» Extracted text:
========================

It's an insurrection, no longer just protests

See also: It's time for Trump to come out and take command

The Republic is in the greatest peril since the Civil War.  A grand coalition of its enemies is taking advantage of the weakness and frustration created by the lockdown of the economy and ordinary life, the protests triggered by video of lethal barbaric cruelty of a then–police officer, and the economic desperation and frustration that have multiplied over a quarter-century of de-industrialization and widening class divisions as globalization has transformed our economy.

Heather Mac Donald, one of the wisest and best informed commentators on our law and justice systems, sees the breakdown in the rule of law that threatens us with anarchy:

Savagery is spreading with lightning speed across the United States, with murderous assaults on police officers and civilians and the ecstatic annihilation of businesses and symbols of the state. Welcome to a real civilization-destroying pandemic, one that makes the recent saccharine exhortations to "stay safe" and the deployment of police officers to enforce outdoor mask-wearing seem like decadent bagatelles.

The key moment was when the mayor of Minneapolis surrendered the city's third precinct police station to the mob.  It was as much a signal to the mob as the storming of the Bastille was to the French revolutionaries:

This particular form of viral chaos was inevitable, given the failure of Minneapolis's leaders to quell the city's growing mayhem. The violence began on Tuesday, May 26, the day after the horrifying arrest and subsequent death of George Floyd. On the night of Thursday, May 28, Minneapolis mayor Jacob Frey ordered the city's Third Police Precinct evacuated as the forces of hatred, distinct from legitimate forms of protest, descended upon it for a third day in a row. The building was promptly torched, sending a powerful sign that society would not defend its most fundamental institutions of law and order.

The opportunity for "free stuff" is irresistible to a large number of people all over the country, seeing opportunity in the inability of law enforcement, even when supplemented by National Guard troops, to apprehend looters.  Luxury goods providers are now being targeted, from Louis Vuitton to Apple Stores being cleaned out by mobs who want the same stuff they see the affluent classes enjoying without the bother of working and saving for acquisition by legitimate means.


Washington, D.C. Apple Store completely cleaned out.
Photo credit: YouTube screen grab (cropped).

========================

» Given data:
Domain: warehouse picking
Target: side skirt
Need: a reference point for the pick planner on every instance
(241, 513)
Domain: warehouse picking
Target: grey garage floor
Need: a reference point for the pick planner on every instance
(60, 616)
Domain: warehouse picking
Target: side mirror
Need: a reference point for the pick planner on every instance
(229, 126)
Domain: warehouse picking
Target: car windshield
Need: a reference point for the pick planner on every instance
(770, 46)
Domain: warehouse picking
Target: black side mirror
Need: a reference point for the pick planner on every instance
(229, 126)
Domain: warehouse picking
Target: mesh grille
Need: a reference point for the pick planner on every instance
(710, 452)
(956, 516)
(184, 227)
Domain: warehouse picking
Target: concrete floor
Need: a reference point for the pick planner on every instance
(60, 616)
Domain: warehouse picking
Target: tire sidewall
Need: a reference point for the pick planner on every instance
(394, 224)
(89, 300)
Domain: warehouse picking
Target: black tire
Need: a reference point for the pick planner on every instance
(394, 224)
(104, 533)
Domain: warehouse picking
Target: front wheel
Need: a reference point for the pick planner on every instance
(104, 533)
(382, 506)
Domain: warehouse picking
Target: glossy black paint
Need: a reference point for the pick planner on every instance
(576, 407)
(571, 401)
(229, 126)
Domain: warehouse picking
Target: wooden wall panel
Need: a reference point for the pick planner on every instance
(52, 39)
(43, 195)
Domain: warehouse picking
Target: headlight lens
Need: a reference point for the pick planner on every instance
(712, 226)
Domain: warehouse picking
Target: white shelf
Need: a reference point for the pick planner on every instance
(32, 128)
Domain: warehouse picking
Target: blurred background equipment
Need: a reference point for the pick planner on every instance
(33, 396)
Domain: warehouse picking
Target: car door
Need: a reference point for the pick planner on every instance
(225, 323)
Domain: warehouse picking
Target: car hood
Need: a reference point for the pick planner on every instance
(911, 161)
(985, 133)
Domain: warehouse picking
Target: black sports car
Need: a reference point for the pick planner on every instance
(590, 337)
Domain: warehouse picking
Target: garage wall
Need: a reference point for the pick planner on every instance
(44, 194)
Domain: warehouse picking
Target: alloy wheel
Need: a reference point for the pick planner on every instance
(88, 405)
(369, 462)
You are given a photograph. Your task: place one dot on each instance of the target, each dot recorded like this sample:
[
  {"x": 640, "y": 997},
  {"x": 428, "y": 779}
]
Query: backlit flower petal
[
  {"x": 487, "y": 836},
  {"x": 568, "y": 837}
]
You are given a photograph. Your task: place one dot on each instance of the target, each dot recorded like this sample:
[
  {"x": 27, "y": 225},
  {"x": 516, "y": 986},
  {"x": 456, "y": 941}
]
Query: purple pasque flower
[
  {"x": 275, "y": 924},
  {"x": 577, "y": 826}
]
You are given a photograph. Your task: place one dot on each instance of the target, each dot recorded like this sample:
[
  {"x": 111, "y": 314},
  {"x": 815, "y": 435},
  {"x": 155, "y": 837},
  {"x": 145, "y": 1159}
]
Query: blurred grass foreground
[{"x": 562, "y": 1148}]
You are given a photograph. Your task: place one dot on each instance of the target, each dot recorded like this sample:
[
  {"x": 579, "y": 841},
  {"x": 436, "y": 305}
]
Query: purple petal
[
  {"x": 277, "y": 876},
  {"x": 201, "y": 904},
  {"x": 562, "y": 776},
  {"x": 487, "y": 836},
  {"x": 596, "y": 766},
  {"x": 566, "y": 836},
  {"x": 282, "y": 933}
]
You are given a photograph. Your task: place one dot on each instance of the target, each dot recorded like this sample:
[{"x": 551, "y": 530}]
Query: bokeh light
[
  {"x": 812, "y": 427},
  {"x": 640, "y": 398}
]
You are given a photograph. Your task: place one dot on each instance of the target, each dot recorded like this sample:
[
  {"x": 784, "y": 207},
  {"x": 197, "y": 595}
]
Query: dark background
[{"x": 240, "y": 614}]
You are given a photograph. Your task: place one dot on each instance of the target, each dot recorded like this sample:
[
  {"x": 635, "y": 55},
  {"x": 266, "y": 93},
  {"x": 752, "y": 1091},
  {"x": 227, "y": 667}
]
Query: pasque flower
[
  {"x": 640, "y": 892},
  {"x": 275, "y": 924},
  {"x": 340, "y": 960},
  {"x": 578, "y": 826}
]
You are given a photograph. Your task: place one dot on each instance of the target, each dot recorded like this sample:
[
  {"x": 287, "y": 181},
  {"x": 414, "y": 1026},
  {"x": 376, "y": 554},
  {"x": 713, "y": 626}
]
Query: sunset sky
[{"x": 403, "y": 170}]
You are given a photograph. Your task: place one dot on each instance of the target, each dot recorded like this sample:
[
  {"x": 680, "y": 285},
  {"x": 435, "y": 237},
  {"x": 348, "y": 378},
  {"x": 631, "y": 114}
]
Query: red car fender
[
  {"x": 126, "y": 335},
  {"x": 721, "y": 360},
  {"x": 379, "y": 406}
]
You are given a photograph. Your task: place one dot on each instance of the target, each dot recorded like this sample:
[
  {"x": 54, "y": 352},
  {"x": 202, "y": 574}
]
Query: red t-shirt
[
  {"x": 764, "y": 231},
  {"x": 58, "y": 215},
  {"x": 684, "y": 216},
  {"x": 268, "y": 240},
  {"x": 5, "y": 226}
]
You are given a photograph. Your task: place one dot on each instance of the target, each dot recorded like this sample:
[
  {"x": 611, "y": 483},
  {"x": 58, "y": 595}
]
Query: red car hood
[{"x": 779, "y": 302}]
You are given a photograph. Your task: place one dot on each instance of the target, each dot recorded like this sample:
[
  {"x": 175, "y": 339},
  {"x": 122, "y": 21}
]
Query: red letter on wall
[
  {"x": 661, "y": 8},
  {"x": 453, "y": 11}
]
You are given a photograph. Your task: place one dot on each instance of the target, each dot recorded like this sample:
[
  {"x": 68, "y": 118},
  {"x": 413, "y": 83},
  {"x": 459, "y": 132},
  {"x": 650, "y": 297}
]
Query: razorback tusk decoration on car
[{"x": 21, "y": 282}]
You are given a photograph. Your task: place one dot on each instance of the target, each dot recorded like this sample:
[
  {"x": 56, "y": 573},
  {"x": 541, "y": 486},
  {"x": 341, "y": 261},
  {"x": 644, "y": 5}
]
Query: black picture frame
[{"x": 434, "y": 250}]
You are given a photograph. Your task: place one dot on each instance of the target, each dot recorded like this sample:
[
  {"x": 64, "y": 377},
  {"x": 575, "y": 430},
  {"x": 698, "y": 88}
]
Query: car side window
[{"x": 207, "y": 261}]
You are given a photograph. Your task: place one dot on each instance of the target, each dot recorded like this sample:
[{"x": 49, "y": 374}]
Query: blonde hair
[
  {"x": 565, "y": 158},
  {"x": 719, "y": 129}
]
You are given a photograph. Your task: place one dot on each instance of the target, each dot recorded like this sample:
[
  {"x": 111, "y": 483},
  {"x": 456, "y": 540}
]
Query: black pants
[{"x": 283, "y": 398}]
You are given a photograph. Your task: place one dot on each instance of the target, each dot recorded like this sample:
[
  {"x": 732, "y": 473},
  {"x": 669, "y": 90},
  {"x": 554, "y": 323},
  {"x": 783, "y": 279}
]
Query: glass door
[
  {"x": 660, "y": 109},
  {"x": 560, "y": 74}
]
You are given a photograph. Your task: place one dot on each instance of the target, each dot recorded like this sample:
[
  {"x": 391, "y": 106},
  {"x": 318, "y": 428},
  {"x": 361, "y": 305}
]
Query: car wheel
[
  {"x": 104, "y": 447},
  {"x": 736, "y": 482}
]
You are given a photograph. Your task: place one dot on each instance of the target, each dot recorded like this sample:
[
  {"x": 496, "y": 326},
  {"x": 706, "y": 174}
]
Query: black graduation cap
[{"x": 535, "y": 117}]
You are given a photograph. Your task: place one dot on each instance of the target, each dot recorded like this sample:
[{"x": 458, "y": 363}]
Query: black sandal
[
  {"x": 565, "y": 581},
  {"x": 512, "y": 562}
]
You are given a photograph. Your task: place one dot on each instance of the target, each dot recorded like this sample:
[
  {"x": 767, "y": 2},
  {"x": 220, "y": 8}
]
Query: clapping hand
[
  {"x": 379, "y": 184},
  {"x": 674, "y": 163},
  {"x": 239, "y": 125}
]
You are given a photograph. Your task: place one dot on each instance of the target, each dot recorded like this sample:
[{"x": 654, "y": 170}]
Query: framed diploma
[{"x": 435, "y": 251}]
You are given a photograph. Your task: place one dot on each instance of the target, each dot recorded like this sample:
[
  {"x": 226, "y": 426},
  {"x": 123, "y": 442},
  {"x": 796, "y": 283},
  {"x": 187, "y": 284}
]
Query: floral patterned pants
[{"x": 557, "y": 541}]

========================

» Work instructions: Rewrite the insurrection article from "The key moment" up to and including "law and order.", changing "mob" to "crowd" wherever it occurs.

» Solution below:
The key moment was when the mayor of Minneapolis surrendered the city's third precinct police station to the crowd.  It was as much a signal to the crowd as the storming of the Bastille was to the French revolutionaries:

This particular form of viral chaos was inevitable, given the failure of Minneapolis's leaders to quell the city's growing mayhem. The violence began on Tuesday, May 26, the day after the horrifying arrest and subsequent death of George Floyd. On the night of Thursday, May 28, Minneapolis mayor Jacob Frey ordered the city's Third Police Precinct evacuated as the forces of hatred, distinct from legitimate forms of protest, descended upon it for a third day in a row. The building was promptly torched, sending a powerful sign that society would not defend its most fundamental institutions of law and order.